Goal: Reproduce verbatim every line from the one that includes "the black belt" to the closing line of the entries; omit everything before it.

Supplied data:
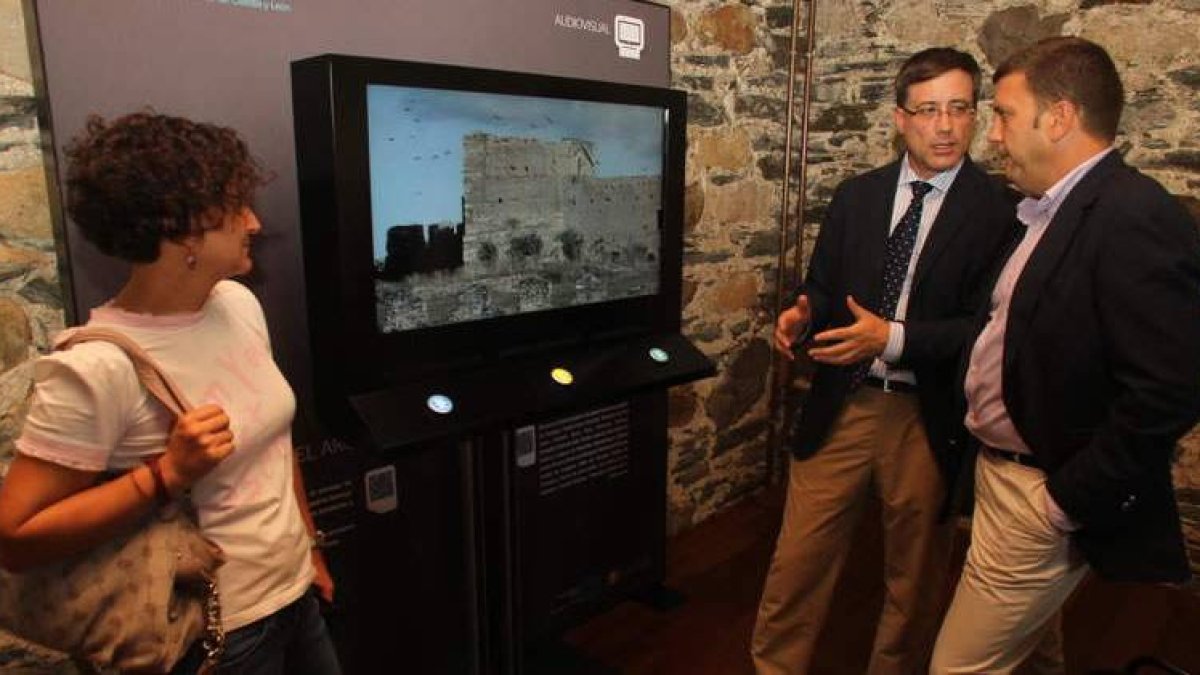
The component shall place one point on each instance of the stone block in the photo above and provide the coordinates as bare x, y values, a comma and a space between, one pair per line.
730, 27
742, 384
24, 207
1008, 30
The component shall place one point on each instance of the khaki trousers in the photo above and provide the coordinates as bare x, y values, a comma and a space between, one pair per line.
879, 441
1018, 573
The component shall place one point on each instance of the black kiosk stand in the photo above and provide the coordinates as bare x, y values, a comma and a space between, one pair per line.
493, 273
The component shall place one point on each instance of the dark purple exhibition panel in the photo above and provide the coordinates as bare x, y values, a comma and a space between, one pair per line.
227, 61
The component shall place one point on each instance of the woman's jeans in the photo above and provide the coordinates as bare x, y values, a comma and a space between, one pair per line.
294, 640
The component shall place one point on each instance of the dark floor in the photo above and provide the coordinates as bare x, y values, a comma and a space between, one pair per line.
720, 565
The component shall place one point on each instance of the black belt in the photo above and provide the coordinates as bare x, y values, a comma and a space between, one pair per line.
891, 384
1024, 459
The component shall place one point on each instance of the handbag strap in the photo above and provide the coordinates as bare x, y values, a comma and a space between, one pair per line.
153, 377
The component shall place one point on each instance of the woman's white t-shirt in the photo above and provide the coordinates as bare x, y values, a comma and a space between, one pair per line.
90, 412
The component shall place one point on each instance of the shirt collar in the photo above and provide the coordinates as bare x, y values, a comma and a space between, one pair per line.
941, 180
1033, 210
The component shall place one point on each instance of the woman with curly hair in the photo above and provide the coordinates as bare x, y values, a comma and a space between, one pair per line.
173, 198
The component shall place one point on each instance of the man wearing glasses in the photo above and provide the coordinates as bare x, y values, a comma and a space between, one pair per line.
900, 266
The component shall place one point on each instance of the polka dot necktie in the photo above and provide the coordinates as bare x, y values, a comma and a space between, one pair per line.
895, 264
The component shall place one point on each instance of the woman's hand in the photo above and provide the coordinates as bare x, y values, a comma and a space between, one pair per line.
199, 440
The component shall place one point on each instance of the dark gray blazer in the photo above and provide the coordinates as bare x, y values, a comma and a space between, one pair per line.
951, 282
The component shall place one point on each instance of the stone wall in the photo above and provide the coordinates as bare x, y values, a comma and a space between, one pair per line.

Completed task:
The component shall place one point on each instance of the black belt in the photo above and provide the coordinates as bare x, y values, a comma and a space between, one pair per line.
891, 384
1024, 459
The component shall place one point on each instance of the handbag strap in the photo above and provide the coordinates as bare x, y values, a comma and a space between, one pair per line.
153, 377
The component shall place one point on each instance of the woman's white t-shirt in the photo above and provide the coordinates as bare x, y values, a comma and a space between, one pair per line.
90, 412
The component shall place one point on each instance of the shirt collar in the photo above and provide the coordinates as bare x, y values, a comma and a space between, one pair per line.
941, 180
1033, 210
The component shall place one point on each instance of the woman with curly hair in the photo above and provide the coordinates as bare x, y values, a comma and a space between, one pair per line.
173, 198
The component shall place one point on each instance of the man wearing glasses in the photo above and provide the coordinates as bare x, y values, a comma and a space between, one pair per line.
900, 266
The component shall place one point on each instance of the polka dot necktie in the photo above and provide the coordinates as bare x, y values, a comma and a space between, one pair per line.
895, 264
The component shall place one point on each instance of the woman's hand in the photo above and provide the coordinates as bare x, y values, a comma and a space between, one pair per line.
199, 440
The component shall place one point on each instance of the dark gray blazer in the photo above and provide the coordinates as bare x, y values, a comma and a space between, one pair per line.
951, 282
The component shall place one point on each instance of the stone wall in the photo above and provide the coordinates as bare x, y values, a comma and a space between, one pair per line.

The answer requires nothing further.